> **Detalles del problema**: Reescribe el tramo del texto sobre la imagen de las ciudades que va desde "Cada ciudad fija" hasta "de una mujer.", y cambia en él "peculiar" por "singular".

> **Texto extraído**:
^^^^

Cada ciudad fija su imagen a través de paisajes de
postales, estereotipos, a veces simplemente de una frase
feliz. París es la Torre Eiffel, El Sena, un disco de
Edith Piaf o el rostro de Jean Gabin. Londres se ha
cristalizado en el dibujo de su Torre, los puentes sobre
el Támesis, o los morriones de la guardia real. Roma es el
Coliseo, Nápoles solo una sentencia, Viena un ritmo
peculiar.
Buenos Aires —multiforme, cambiante— tiene para cada
porteño una imagen peculiar: el paredón de la Recoleta,
una calle de barrio con sus casas petizonas, los árboles
de Palermo, la Costanera, un tango, el diálogo con algún
amigo frente a una taza de café a orillas de la madrugada,
o simplemente los ojos de una mujer.
Sin embargo una zona, un territorio de la ciudad no puede
desprenderse de una imagen: la Boca, más que la Bombonera
o La Vuelta de Rocha, más que sus casas de zinc y sus
callejones, está representada para todos los porteños en
los cuadros de Benito Quinquela Martín.
Quizá porque la realidad, los estibadores cargando las
bodegas, las chatas, las oscuras aguas del Riachuelo, no
existen más que en función de esas telas descomunales,
coloridas, habitadas por barcos de banderas extrañas y
hombres anónimos.
El propietario de esta región es un hombre calvo, de ojos
azules y frente arrugada que hace pocas semanas cumplió 80
años. Vapuleado por la crítica, ajeno a los ismos,
diariamente abre su ventanal sobre ese riacho insólito al
que alguna vez arribó Pedro de Mendoza.

^^^^

> **Datos extraídos**:
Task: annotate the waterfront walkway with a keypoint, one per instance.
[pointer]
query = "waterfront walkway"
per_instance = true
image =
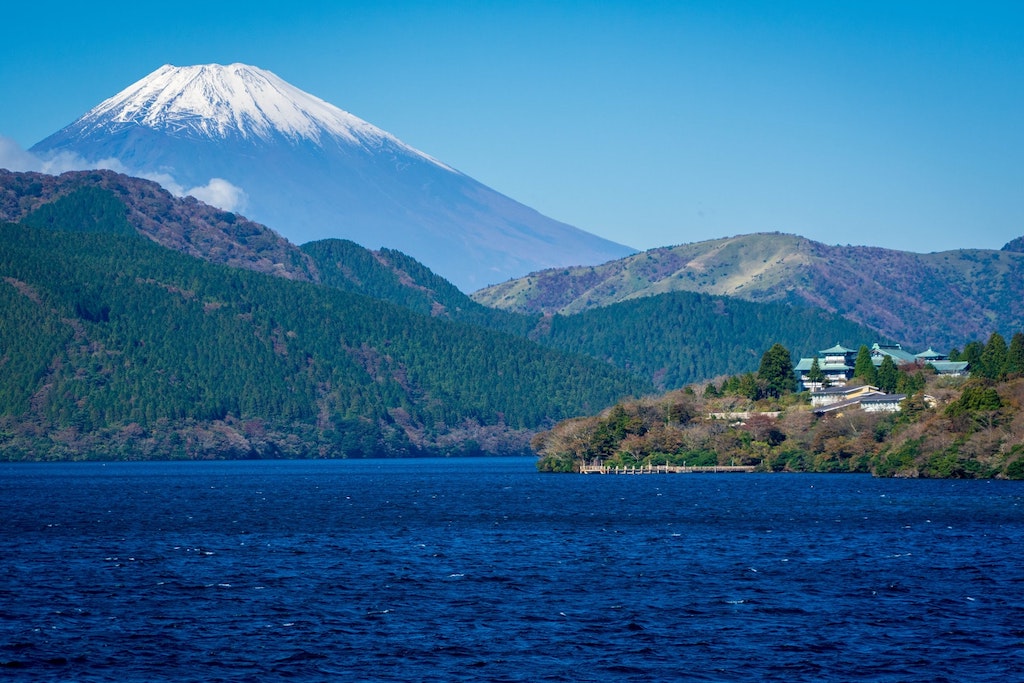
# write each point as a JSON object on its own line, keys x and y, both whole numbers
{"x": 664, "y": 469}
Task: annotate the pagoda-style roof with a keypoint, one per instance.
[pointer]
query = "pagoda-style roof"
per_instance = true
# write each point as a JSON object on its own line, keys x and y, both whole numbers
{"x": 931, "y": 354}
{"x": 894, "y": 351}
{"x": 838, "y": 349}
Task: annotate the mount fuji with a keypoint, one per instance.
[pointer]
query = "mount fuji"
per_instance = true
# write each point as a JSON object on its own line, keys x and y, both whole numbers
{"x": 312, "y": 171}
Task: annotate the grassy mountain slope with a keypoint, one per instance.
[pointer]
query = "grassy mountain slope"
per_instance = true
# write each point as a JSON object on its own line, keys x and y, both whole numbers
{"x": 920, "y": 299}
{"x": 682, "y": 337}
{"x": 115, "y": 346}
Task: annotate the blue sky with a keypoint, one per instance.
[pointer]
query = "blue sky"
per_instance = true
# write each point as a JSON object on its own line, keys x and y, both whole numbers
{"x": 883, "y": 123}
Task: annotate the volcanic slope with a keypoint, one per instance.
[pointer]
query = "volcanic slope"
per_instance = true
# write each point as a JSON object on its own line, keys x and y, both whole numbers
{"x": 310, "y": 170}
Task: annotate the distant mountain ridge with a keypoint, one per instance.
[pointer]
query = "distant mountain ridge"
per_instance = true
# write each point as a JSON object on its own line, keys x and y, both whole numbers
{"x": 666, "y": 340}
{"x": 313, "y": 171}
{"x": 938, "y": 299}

^^^^

> **Tarea resuelta**:
Cada ciudad fija su imagen a través de paisajes de
postales, estereotipos, a veces simplemente de una frase
feliz. París es la Torre Eiffel, El Sena, un disco de
Edith Piaf o el rostro de Jean Gabin. Londres se ha
cristalizado en el dibujo de su Torre, los puentes sobre
el Támesis, o los morriones de la guardia real. Roma es el
Coliseo, Nápoles solo una sentencia, Viena un ritmo
singular.
Buenos Aires —multiforme, cambiante— tiene para cada
porteño una imagen singular: el paredón de la Recoleta,
una calle de barrio con sus casas petizonas, los árboles
de Palermo, la Costanera, un tango, el diálogo con algún
amigo frente a una taza de café a orillas de la madrugada,
o simplemente los ojos de una mujer.